> **What you are asked to do**
What is needed here is an exact copy of every record below.

> **Data for review**
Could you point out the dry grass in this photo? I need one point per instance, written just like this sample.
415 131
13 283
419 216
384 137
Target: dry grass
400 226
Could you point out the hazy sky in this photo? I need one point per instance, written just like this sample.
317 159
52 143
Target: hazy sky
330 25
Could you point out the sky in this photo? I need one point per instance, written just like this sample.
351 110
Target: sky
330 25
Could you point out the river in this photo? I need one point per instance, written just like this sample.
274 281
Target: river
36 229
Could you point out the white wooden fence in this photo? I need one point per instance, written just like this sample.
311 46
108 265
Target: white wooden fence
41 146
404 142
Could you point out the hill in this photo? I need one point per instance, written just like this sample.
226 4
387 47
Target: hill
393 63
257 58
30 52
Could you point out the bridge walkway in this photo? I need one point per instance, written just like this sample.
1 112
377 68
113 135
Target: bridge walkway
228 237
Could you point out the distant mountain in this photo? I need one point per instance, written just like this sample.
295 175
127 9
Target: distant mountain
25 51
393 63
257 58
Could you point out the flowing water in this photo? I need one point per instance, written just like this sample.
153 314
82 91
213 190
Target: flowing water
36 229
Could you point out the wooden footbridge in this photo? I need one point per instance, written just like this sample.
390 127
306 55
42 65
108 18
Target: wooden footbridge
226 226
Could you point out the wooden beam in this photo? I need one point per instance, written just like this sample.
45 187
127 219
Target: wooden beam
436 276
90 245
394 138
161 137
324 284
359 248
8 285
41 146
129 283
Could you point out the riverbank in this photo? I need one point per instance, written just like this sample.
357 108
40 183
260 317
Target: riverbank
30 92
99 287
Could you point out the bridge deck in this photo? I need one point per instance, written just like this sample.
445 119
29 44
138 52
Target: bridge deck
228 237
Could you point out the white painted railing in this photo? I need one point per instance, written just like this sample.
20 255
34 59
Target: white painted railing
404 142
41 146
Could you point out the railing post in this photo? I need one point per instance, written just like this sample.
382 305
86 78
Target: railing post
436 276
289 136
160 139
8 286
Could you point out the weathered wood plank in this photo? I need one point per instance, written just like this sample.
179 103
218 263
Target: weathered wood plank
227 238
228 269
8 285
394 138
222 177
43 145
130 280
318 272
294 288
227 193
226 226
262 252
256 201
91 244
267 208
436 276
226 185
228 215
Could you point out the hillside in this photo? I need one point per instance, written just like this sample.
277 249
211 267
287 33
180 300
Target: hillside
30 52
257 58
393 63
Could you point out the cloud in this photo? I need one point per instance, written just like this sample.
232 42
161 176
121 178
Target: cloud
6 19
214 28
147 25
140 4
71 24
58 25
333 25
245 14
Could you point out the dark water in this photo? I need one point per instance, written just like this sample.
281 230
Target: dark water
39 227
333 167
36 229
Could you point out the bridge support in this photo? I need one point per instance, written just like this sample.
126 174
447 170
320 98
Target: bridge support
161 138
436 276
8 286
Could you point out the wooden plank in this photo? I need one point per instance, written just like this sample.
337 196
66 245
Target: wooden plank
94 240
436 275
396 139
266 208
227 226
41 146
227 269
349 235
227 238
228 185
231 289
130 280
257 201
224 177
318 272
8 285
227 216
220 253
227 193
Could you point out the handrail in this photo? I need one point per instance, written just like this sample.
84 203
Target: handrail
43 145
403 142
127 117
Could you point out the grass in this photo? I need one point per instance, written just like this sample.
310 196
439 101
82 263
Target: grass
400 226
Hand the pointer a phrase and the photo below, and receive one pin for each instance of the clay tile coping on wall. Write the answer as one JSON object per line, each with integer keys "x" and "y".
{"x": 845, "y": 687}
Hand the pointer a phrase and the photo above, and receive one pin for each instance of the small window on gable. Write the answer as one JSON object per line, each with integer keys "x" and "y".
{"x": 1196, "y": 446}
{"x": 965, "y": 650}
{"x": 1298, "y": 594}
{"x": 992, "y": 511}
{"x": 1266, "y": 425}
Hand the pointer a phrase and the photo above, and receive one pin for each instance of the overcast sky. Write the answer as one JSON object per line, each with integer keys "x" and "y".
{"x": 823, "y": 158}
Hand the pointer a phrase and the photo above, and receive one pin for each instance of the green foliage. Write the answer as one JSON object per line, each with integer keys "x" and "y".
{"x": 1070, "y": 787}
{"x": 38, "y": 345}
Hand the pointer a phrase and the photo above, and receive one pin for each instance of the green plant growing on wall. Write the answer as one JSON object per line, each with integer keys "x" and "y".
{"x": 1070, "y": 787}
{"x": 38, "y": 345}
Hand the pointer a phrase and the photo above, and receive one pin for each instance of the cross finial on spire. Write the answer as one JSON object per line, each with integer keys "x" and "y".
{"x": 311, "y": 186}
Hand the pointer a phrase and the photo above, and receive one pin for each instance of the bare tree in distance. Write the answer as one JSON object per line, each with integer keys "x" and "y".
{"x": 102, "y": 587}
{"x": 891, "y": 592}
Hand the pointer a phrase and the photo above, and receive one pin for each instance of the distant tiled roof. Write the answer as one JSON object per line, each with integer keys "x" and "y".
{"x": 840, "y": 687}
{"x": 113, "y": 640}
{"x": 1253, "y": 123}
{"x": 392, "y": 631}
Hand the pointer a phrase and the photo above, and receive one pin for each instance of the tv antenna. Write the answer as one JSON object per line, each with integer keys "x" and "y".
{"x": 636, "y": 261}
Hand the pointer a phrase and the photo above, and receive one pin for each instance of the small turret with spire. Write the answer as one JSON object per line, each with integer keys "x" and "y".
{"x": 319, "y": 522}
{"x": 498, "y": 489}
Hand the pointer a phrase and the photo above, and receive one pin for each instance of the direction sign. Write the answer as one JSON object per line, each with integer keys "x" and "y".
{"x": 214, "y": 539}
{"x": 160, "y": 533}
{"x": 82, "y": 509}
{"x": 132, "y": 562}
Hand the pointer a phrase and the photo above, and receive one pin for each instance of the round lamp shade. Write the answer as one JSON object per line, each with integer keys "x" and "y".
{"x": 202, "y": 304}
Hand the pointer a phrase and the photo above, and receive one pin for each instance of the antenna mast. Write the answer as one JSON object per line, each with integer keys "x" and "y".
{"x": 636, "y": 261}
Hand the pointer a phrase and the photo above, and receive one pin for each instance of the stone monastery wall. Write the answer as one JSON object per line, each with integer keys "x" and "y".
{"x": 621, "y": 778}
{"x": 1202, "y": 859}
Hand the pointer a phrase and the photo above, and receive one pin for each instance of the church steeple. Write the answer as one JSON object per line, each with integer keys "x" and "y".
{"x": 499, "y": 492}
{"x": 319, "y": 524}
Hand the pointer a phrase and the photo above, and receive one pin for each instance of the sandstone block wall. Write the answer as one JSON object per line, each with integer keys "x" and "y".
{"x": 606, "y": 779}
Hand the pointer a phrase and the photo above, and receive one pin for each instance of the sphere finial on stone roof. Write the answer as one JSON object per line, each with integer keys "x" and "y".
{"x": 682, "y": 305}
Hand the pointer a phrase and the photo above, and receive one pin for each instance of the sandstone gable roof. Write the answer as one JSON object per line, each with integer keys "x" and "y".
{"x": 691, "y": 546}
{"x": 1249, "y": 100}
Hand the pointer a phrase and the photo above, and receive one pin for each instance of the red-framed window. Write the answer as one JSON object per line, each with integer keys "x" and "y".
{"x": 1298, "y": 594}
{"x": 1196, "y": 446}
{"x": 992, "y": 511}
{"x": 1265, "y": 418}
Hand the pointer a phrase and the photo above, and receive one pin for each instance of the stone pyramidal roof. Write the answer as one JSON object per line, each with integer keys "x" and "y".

> **Expected answer**
Could you point out the dry grass in this photo? I need one point per instance, written just like this sample.
415 131
13 283
419 216
384 137
Target: dry grass
400 226
Could you point out the hazy sky in this photo? I need one point per instance, written just like this sample.
317 159
52 143
Target: hazy sky
330 25
Could you point out the sky in this photo? I need one point per instance, written just like this sample.
351 110
Target: sky
330 25
Could you point out the river in this photo? I need one point per instance, written just like this sample.
274 281
Target: river
36 229
Could you point out the white wooden fence in this photo? I need one point per instance, written just like this sample.
311 46
108 265
Target: white wooden fence
41 146
404 142
Could you point out the hill in this photo? I need one point per instance, written just like this sample.
226 4
387 47
Target: hill
393 63
257 58
30 52
Could you point out the bridge walkway in this photo? I need one point per instance, written just like this sample.
1 112
377 68
113 135
Target: bridge walkway
228 237
Could you point out the distant mountain in this photo? I need one point per instance, written just like this sample.
295 175
127 9
Target: distant mountain
25 51
393 63
257 58
Could you point out the flowing water in this photo? I need one point per instance, written just like this sample.
153 314
82 91
213 190
Target: flowing water
36 229
Could you point out the wooden footbridge in this photo? I need one point per instance, written just like this sample.
390 127
306 55
42 65
108 18
Target: wooden footbridge
226 226
Could you point out the wooden beam in this photo? I need one point per instance, written just like this sample.
45 187
127 219
Target: wooden beam
436 276
90 245
394 138
161 137
324 284
359 248
8 285
41 146
129 283
Could you point out the riverbank in this photo? I need one point per instance, written just like this sample.
357 108
40 183
260 317
Target: riverbank
30 92
99 287
Could you point out the bridge deck in this photo? I need one point per instance, written just like this sample.
445 119
29 44
138 52
Target: bridge deck
228 237
Could you point out the white painted railing in this photo? I need one point per instance, written just like this sample.
20 255
34 59
Target: white painted railing
404 142
41 146
Could you point out the railing post in this photo? I need one point per instance, written just like this sample.
382 305
86 78
Target: railing post
436 276
289 136
160 139
8 286
Could you point out the weathered wood plank in this photo? I need one point per instance, written just like this sample.
179 103
218 263
Target: weathered wood plank
227 238
228 269
8 285
394 138
222 177
43 145
130 280
318 272
294 288
227 193
226 226
262 252
256 201
91 244
267 208
436 276
226 185
228 215
Could you point out the hillside in this photo? I need one point per instance, written just like this sample.
277 249
211 267
287 33
180 300
Target: hillside
30 52
257 58
393 63
Could you point out the cloud in this photo? I need one point per instance, written just like this sample.
232 42
161 176
121 178
Target: cloud
6 19
214 28
147 25
140 4
71 24
58 25
333 25
245 14
Could you point out the dark water in this photo? I need one point per instance, written just like this sample.
281 230
Target: dark water
39 227
333 167
36 229
Could you point out the bridge support in this photo? I need one point per instance, written just like this sample.
126 174
447 170
320 98
Target: bridge support
161 138
436 276
8 286
Could you point out the wooden plank in this photo? I need one point per instance, written just like this sample.
337 196
66 245
Target: wooden plank
94 240
436 275
396 139
266 208
227 226
41 146
227 269
349 235
227 238
228 185
231 289
130 280
257 201
224 177
318 272
8 285
227 216
220 253
227 193
Could you point out the handrail in this photo? I need one point per instance, written just like this sample.
84 203
Target: handrail
43 145
403 142
127 117
Could you point out the grass in this photo? I need one point per instance, written just like this sample.
310 196
439 101
82 263
Target: grass
400 226
Hand the pointer a phrase and the photo below, and receive one pin for each instance of the clay tile coping on wall. Write the answer as one JSON object per line, each with integer keys "x" and "y".
{"x": 845, "y": 687}
Hand the pointer a phrase and the photo above, and receive one pin for each instance of the small window on gable. Write the answer as one JSON object per line, each with integer keys "x" and "y".
{"x": 1196, "y": 446}
{"x": 965, "y": 650}
{"x": 1298, "y": 594}
{"x": 992, "y": 511}
{"x": 1266, "y": 425}
Hand the pointer a phrase and the photo above, and receive one pin for each instance of the overcast sky. Write the answer as one JSON object per line, each with integer keys "x" and "y".
{"x": 823, "y": 158}
Hand the pointer a phrase and the photo above, and receive one pin for each instance of the green foliage. Write the answer as one JSON object per line, each with integer keys "x" and "y".
{"x": 1070, "y": 787}
{"x": 38, "y": 345}
Hand the pointer a phrase and the photo above, and receive one pin for each instance of the green plant growing on wall. Write the answer as one JSON object per line, each with integer keys "x" and "y".
{"x": 1070, "y": 787}
{"x": 38, "y": 345}
Hand the pointer a phrase and the photo above, and receive one pin for each instance of the cross finial on spire. Write the answer as one JSON object per line, each with integer keys "x" and "y".
{"x": 311, "y": 186}
Hand the pointer a phrase and the photo above, and receive one pin for each instance of the bare tree in distance. Write the answer as one JSON object per line, each with integer keys "x" and "y".
{"x": 102, "y": 587}
{"x": 891, "y": 592}
Hand the pointer a phrase and the photo above, and receive one pin for each instance of the distant tiled roof. Write the answer as one JSON object per line, each with integer keys "x" and "y".
{"x": 840, "y": 687}
{"x": 113, "y": 640}
{"x": 1253, "y": 123}
{"x": 392, "y": 631}
Hand the pointer a phrase and the photo above, and receive one pin for each instance of the tv antenna. Write the answer as one JSON object per line, each with integer keys "x" and "y".
{"x": 636, "y": 261}
Hand the pointer a phrase and the photo above, and receive one pin for each instance of the small turret with spire. Write the answer as one JSON object per line, each with integer keys "x" and "y".
{"x": 319, "y": 522}
{"x": 498, "y": 489}
Hand the pointer a phrase and the photo above, and receive one pin for each instance of the direction sign. Write the answer as one JSON object per line, each with integer keys "x" and "y".
{"x": 214, "y": 539}
{"x": 160, "y": 533}
{"x": 82, "y": 509}
{"x": 132, "y": 562}
Hand the pointer a phrase and the photo above, and receive one pin for each instance of the round lamp shade. Write the answer as one JSON object per line, each with integer keys "x" and "y".
{"x": 202, "y": 304}
Hand the pointer a phrase and the photo above, and receive one pin for each instance of the antenna mast. Write the answer as one JSON object per line, each with integer keys "x" and "y".
{"x": 636, "y": 261}
Hand the pointer a phrase and the photo above, and receive one pin for each instance of the stone monastery wall. Write the answer as one JSON object per line, each with integer keys "x" and "y".
{"x": 621, "y": 778}
{"x": 1202, "y": 859}
Hand the pointer a phrase and the photo above, and receive one pin for each instance of the church steeple. Write the answer as one JSON object per line, each with integer keys "x" and "y".
{"x": 499, "y": 492}
{"x": 319, "y": 524}
Hand the pointer a phrase and the photo above, and receive one pin for each instance of the sandstone block wall. Write the answer as one JSON object per line, each with integer keys "x" and "y".
{"x": 606, "y": 779}
Hand the pointer a phrase and the photo above, and receive one pin for each instance of the sphere finial on stone roof. Write the answer as one JSON object per line, each with integer keys "x" and "y".
{"x": 682, "y": 305}
Hand the pointer a phrase and the photo above, and receive one pin for each instance of the sandstone gable roof. Write the answer as one JSON object per line, each with integer keys "x" and "y".
{"x": 691, "y": 546}
{"x": 1249, "y": 100}
Hand the pointer a phrase and the photo above, and receive one pin for each instance of the red-framed window. Write the answer as one JSON object per line, each with integer keys "x" and "y".
{"x": 1298, "y": 594}
{"x": 1196, "y": 446}
{"x": 992, "y": 511}
{"x": 1265, "y": 418}
Hand the pointer a phrase and the photo above, and receive one pin for each instance of the stone pyramidal roof. Write the answer as one JSON object per line, each with integer keys "x" and "y".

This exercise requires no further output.